(Records from a dataset)
● ● ● ● ●

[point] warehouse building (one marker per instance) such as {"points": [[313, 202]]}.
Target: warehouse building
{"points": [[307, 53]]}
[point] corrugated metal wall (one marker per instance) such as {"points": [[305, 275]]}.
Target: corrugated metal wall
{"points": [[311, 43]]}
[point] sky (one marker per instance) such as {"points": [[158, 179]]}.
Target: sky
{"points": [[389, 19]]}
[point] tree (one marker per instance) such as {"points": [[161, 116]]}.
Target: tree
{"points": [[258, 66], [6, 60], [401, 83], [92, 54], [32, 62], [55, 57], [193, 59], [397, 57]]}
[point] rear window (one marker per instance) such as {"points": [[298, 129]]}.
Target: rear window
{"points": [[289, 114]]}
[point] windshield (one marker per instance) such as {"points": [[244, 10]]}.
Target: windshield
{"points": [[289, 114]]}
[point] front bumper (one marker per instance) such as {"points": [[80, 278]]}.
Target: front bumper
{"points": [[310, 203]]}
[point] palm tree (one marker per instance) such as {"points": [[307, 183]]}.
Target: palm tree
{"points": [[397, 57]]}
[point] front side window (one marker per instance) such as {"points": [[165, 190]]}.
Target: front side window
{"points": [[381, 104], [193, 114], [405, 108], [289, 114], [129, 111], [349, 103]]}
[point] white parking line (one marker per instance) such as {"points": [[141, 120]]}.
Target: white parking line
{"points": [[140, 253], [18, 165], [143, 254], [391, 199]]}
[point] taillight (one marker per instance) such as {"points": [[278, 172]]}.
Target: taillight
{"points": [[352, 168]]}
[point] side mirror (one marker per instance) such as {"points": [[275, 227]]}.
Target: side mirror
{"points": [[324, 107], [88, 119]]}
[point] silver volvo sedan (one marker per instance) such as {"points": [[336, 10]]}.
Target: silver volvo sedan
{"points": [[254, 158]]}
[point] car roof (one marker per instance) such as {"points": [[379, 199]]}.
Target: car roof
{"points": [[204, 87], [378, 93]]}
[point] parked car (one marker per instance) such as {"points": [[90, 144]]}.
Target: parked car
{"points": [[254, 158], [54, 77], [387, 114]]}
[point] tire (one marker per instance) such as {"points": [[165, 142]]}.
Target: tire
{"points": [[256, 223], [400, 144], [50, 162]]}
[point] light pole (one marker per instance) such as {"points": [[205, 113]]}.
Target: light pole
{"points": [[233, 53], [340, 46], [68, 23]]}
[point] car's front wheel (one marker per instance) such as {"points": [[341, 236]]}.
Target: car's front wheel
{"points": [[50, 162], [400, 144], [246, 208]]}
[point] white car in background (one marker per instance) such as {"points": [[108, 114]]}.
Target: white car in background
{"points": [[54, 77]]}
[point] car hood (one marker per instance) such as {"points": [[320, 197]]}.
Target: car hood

● ● ● ● ●

### WORK REQUIRED
Word for word, restate the data above from its first line down to and including the line with "[point] silver volvo".

### ANSWER TO THIS PROBLEM
[point] warehouse building (one marker per instance) such as {"points": [[313, 202]]}.
Target: warehouse building
{"points": [[307, 53]]}
[point] corrugated metal wall (one marker per instance) such as {"points": [[305, 275]]}.
Target: corrugated metal wall
{"points": [[311, 43]]}
[point] sky (one marker per instance) such as {"points": [[158, 179]]}.
Target: sky
{"points": [[389, 19]]}
[point] tree (one marker per instance) such as {"points": [[161, 116]]}.
Target: tree
{"points": [[258, 66], [6, 60], [401, 83], [92, 54], [32, 62], [55, 57], [193, 59], [397, 57]]}
[point] rear window (one marker per instance) such as {"points": [[298, 129]]}.
Target: rear window
{"points": [[289, 114]]}
[point] windshield (one marker per instance) such as {"points": [[244, 10]]}.
Target: windshield
{"points": [[289, 114]]}
[point] front bumper (one marker per instance) such as {"points": [[80, 278]]}.
Target: front bumper
{"points": [[310, 203]]}
[point] palm tree (one marker per instance) such as {"points": [[307, 183]]}.
Target: palm tree
{"points": [[397, 57]]}
[point] front side window (one marker per instance) such as {"points": [[165, 190]]}.
Target: front side window
{"points": [[381, 104], [193, 114], [405, 108], [289, 114], [129, 111], [349, 103]]}
[point] white parking line (one marker per instance) such as {"points": [[141, 120]]}.
Target: white parking line
{"points": [[140, 253], [18, 165], [143, 254], [391, 199]]}
[point] taillight (one marker per instance) such as {"points": [[278, 172]]}.
Target: taillight
{"points": [[352, 168]]}
[point] side mirror (one marker per instance) such as {"points": [[275, 227]]}.
Target: side mirror
{"points": [[324, 107], [88, 119]]}
[point] silver volvo sedan (one marker per instance) such as {"points": [[336, 10]]}.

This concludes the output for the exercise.